[Dataset entries]
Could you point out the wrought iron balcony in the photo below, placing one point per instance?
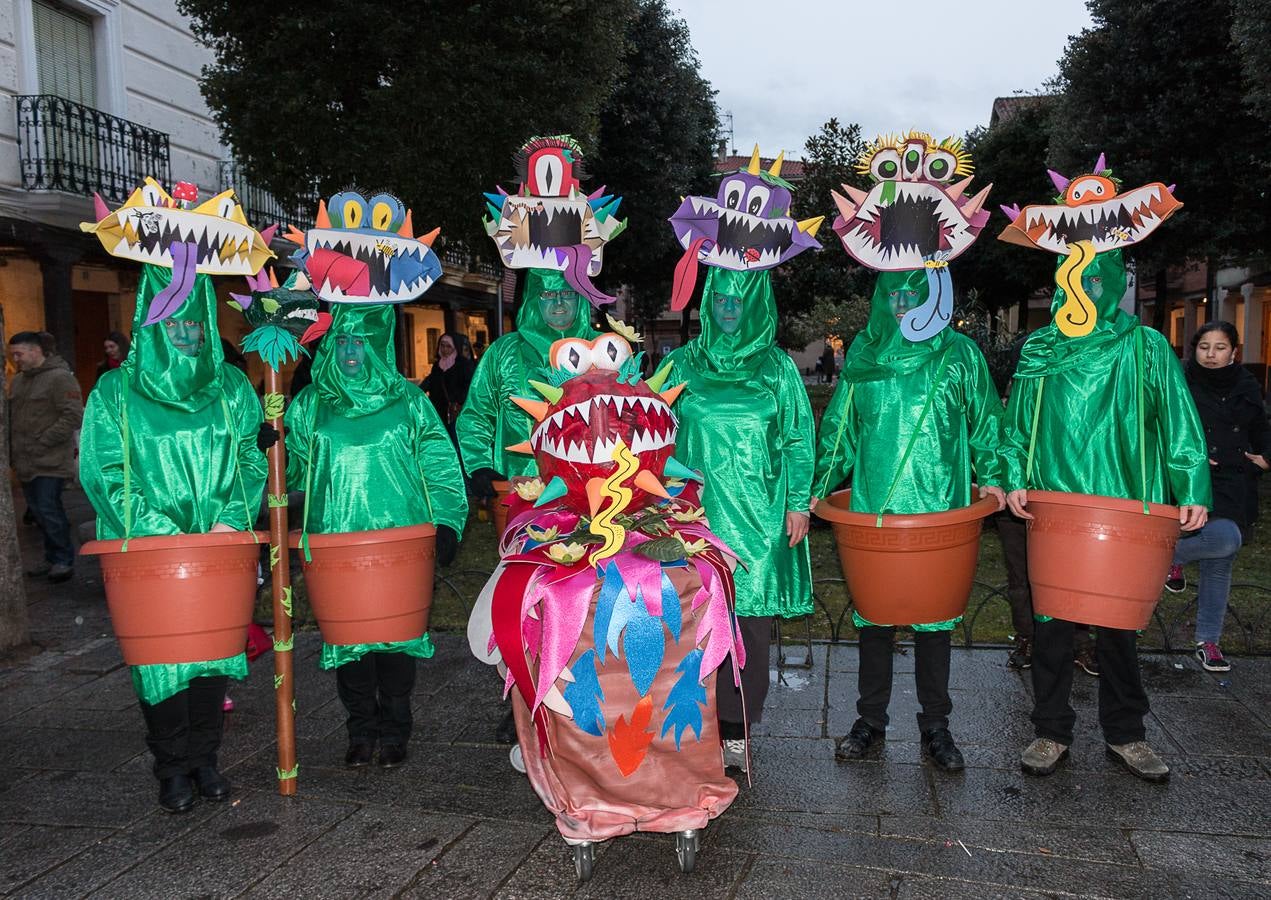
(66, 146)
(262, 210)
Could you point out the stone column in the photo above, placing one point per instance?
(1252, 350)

_TASK TO COMPLETE_
Only the text of the records above, copied exactly, should be returned; the pictures stay out.

_RESPONSE_
Could you point out the wrought iron balcony in the photo below, placing one point per instance?
(66, 146)
(262, 210)
Could you point out the stone column in the photo above, placing one point per instance?
(1252, 350)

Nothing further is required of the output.